* [PASSAGE FOR REVIEW]
^^^^^^^^

- The paper introduces TableRAG, a novel framework that integrates SQL-driven reasoning into retrieval-augmented generation to tackle complex heterogeneous document questions.
- It preserves table integrity through an offline database and employs online iterative reasoning that combines query decomposition, text retrieval, and SQL execution.
- Empirical results on the HeteQA benchmark demonstrate that TableRAG outperforms baseline models in multi-hop QA, showcasing enhanced accuracy and efficiency.
TableRAG: A Retrieval-Augmented Generation Framework for Heterogeneous Document Reasoning
The paper introduces TableRAG, a novel framework designed to enhance reasoning capabilities in heterogeneous document-based question answering tasks, a challenge that encompasses both textual and structured tabular data. The authors identify and address critical limitations inherent in existing Retrieval-Augmented Generation (RAG) approaches when dealing with such data types. Notably, traditional methods often disrupt the tabular structure, leading to information loss and diminished reasoning efficacy for LLMs in complex, multi-hop queries.
Framework Overview
The TableRAG framework is structured to preserve table structural integrity while unifying document understanding and textual manipulations over tabular data. TableRAG operates in two main phases:
- Offline Database Construction: This stage involves the extraction of structured components, forming a database of tables and their relational schema. It establishes mappings from text-based chunks to their originating table schemas, ensuring that these local segments retain contextual relevance.
- Online Iterative Reasoning: During inference, TableRAG dynamically transitions between query decomposition, text retrieval, SQL programming and execution, and intermediate answer synthesis. This iterative process is crucial for addressing complex queries that require both syntactic and semantic decompositions.
SQL Integration and Iterative Process
A standout feature of TableRAG is its integration of SQL programming as an interface for tabular data reasoning. SQL enables precise execution of table-related queries as monolithic reasoning units, enhancing computational efficiency and fidelity. The framework adopts a compositional reasoning mechanism, where answers derived from SQL execution are cross-examined and validated against text retrieval results to ensure accuracy. By embedding SQL-driven operations within the RAG paradigm, TableRAG effectively bridges the gap between unstructured and structured data reasoning.

^^^^^^^^

* [COLLECTED MATERIAL]
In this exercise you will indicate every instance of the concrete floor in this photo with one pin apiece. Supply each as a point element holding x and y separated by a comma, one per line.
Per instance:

^^^^^^^^

* [TASK 1]
Answer these questions from the TableRAG summary:
(a) On which benchmark were the empirical results reported?
(b) What are the two main phases TableRAG operates in?
(c) Against what are answers derived from SQL execution cross-examined and validated?
* [TASK 2] Write out the stretch of the TableRAG summary from "- Online Iterative" through "and semantic decompositions.".

* [EXPECTED ANSWER 1]
(a) HeteQA
(b) Offline Database Construction and Online Iterative Reasoning
(c) Text retrieval results

* [EXPECTED ANSWER 2]
- Online Iterative Reasoning: During inference, TableRAG dynamically transitions between query decomposition, text retrieval, SQL programming and execution, and intermediate answer synthesis. This iterative process is crucial for addressing complex queries that require both syntactic and semantic decompositions.